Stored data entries
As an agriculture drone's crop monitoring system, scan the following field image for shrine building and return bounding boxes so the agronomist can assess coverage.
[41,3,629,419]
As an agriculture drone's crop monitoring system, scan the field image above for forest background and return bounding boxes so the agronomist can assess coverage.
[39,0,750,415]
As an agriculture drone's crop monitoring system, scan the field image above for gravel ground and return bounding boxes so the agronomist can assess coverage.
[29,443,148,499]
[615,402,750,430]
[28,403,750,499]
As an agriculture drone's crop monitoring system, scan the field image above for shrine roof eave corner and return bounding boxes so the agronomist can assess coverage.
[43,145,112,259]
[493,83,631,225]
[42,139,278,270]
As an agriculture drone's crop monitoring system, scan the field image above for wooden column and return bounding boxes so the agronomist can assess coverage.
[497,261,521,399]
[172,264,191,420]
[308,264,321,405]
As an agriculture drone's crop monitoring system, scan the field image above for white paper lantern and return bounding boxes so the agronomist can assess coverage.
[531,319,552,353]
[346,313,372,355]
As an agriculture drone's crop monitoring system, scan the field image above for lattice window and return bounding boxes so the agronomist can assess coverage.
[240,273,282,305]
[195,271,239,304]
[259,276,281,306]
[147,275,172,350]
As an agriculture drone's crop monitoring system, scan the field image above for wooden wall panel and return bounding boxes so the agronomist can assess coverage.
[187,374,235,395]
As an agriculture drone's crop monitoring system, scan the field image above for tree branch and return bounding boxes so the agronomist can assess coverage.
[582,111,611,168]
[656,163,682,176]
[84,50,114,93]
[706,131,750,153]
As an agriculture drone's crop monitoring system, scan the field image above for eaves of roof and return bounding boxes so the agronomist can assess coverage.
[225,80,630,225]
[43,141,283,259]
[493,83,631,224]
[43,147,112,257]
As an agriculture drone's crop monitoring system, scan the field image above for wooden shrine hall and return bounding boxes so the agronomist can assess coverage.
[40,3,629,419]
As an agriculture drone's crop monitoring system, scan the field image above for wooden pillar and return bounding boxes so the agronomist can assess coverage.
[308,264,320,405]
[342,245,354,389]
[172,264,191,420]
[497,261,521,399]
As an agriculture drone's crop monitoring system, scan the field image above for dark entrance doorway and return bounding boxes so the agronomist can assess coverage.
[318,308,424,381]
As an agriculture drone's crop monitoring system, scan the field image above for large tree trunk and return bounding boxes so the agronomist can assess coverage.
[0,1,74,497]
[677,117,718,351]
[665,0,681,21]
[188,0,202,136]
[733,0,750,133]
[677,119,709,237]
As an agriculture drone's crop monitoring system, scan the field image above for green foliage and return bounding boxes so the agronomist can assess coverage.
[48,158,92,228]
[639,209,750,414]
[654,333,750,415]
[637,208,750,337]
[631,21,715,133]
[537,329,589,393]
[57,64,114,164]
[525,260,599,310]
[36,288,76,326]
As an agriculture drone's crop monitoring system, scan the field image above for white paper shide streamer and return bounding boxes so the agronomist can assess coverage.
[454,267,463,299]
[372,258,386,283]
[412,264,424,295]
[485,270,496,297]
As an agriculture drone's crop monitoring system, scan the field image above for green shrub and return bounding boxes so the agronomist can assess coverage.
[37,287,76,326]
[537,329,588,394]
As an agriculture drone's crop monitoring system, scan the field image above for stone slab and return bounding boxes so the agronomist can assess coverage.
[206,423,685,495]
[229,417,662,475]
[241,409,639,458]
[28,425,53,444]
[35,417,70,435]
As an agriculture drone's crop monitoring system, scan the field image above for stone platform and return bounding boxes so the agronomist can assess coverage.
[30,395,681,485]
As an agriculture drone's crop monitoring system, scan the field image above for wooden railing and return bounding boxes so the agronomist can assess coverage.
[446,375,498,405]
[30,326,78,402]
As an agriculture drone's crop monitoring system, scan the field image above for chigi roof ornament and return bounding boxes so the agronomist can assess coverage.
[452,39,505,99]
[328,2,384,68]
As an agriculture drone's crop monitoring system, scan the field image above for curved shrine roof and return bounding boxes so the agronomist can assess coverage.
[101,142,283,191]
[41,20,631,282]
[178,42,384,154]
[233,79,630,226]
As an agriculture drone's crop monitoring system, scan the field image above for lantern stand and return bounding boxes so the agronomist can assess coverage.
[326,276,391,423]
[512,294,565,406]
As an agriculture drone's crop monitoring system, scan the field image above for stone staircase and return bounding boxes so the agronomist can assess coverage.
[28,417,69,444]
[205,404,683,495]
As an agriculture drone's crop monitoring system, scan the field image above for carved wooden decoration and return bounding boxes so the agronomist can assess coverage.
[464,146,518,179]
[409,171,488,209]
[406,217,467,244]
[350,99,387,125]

* [Exercise prompt]: Output the records above in their entirety, exactly.

* [Answer to this problem]:
As an agriculture drone's crop monitoring system, scan the following field image for shrine building and return bounding boxes so the agronomist can assess coverage.
[41,3,629,419]
As an agriculture drone's crop monitoring system, scan the field image above for forest background and return bounding boxes so the agronomist can assess coverage.
[39,0,750,415]
As an agriculture drone's crop monitoring system, scan the field image above for gravel ground and return bounding boxes so the agronomist can assess coverage.
[29,443,148,499]
[615,402,750,430]
[28,403,750,499]
As an agriculture drone's crop monitoring system, scan the field image above for shrine roof eave corner and return bounding boxes so the agronomist can assess coverage.
[43,145,112,259]
[493,83,631,225]
[42,139,278,270]
As an agriculture drone's crop monitoring system, scan the field image above for wooden column and return bounding boxes so the agronomist can assess coverage.
[497,261,521,399]
[172,264,191,420]
[308,264,321,405]
As an agriculture drone's crop monitoring system, scan the field image above for white paper lantern and return bounding boxes so the agronomist can assess coverage.
[531,319,552,353]
[346,313,372,355]
As an agriculture drone's crop monitoring system, scan the field image above for lattice window and return bounding boxes so the agronomist can assess coverage.
[240,273,282,305]
[195,271,239,304]
[259,276,281,306]
[147,275,172,350]
As an agriculture drone's crop monitoring system, scan the field image above for wooden wall panel and return bounding boxes so the agronomist can assess coverage.
[187,374,235,395]
As an agriculture drone's crop monitoring system, scan the field image above for tree branch and return bounding boxes so the agronomist can assess coverage.
[582,111,611,168]
[656,163,682,176]
[84,50,114,93]
[706,131,750,153]
As an agriculture drone's crop monitoring system, scan the field image above for eaves of roof and return bounding boxes so the agronomist can assess coverage.
[225,80,630,225]
[43,141,283,259]
[493,83,631,224]
[43,147,112,257]
As an agriculture drone's crop monitoring system, scan the field image above for wooden shrine hall and return bounding boxes so the agronomist can assess coverage.
[40,3,629,419]
As an agriculture drone's crop monitoring system, scan the field image above for wooden pillar and return bounding boxes so the agronomist can assess coverage.
[308,264,320,405]
[342,245,354,389]
[172,264,191,420]
[497,261,521,399]
As an agriculture drone's crop monitoring system, scan the field image above for dark entrance doorway and return bounding boxes so the agronomist can assess coverage.
[318,308,424,381]
As an agriculture drone's crop monitoring system, scan the field image above for large tree trunk and return bounding boxes so the agronomist can assess coverage.
[0,1,74,497]
[677,117,718,351]
[665,0,681,21]
[188,0,202,136]
[733,0,750,133]
[677,119,709,237]
As an agriculture drone's crop monitoring system, scan the field image above for green foliage and return bounding boxes so the agronomist can assess coverage.
[48,158,92,228]
[639,209,750,414]
[654,333,750,415]
[637,208,750,337]
[631,21,715,133]
[537,329,589,393]
[57,64,114,164]
[525,260,599,310]
[36,288,76,326]
As an agriculture drone's crop monitoring system, scan the field image above for white paper shide streamer and return bounding boxes so the agronomist can assess coverage.
[454,267,463,299]
[372,258,386,283]
[412,264,424,295]
[485,270,496,297]
As an agriculture drone's crop monitoring system, scan the field image above for green shrub and return bounding boxes so the agronomist can assess coverage.
[37,287,76,326]
[537,329,588,394]
As an agriculture drone's crop monitoring system, scan the field image above for stone slab and return bounding boxes so the agronomist can assess coverage.
[206,423,685,495]
[229,417,662,475]
[241,409,639,458]
[28,425,53,444]
[35,417,70,435]
As an agriculture drone's crop monitoring system, scan the field image above for stone platform and return bounding boxes so the agronomist can assess coverage.
[30,395,681,485]
As an agriculture drone's crop monitoring system, scan the field image above for wooden railing and return bounding boxes so the agronomist can assess coverage.
[446,375,498,405]
[30,326,78,402]
As an agriculture drone's crop monitoring system, scan the field image above for chigi roof ornament and return bounding boxes so the agronomist can assess coverage.
[452,39,505,99]
[328,2,384,68]
As an agriculture drone's crop monitoring system, scan the field image above for curved shrine roof and return bounding boxes so the agronomist can assess coverage.
[101,142,283,191]
[41,20,631,282]
[178,42,384,154]
[233,79,630,226]
As an agriculture drone's crop monitoring system, scan the field image above for lantern stand and return bounding boxes so the agronomist can assess coverage.
[326,276,391,423]
[512,294,565,406]
As an agriculture drone's crop monitoring system, scan the field image above for stone staircase and return bounding boxes so the agronomist can assess coverage.
[28,417,69,444]
[205,404,683,495]
As an agriculture drone's crop monitoring system, scan the field image above for carved wooden decoration and return bounding boxes so the agronomist can assess coverage.
[464,146,518,179]
[409,171,488,209]
[406,217,467,244]
[350,99,387,125]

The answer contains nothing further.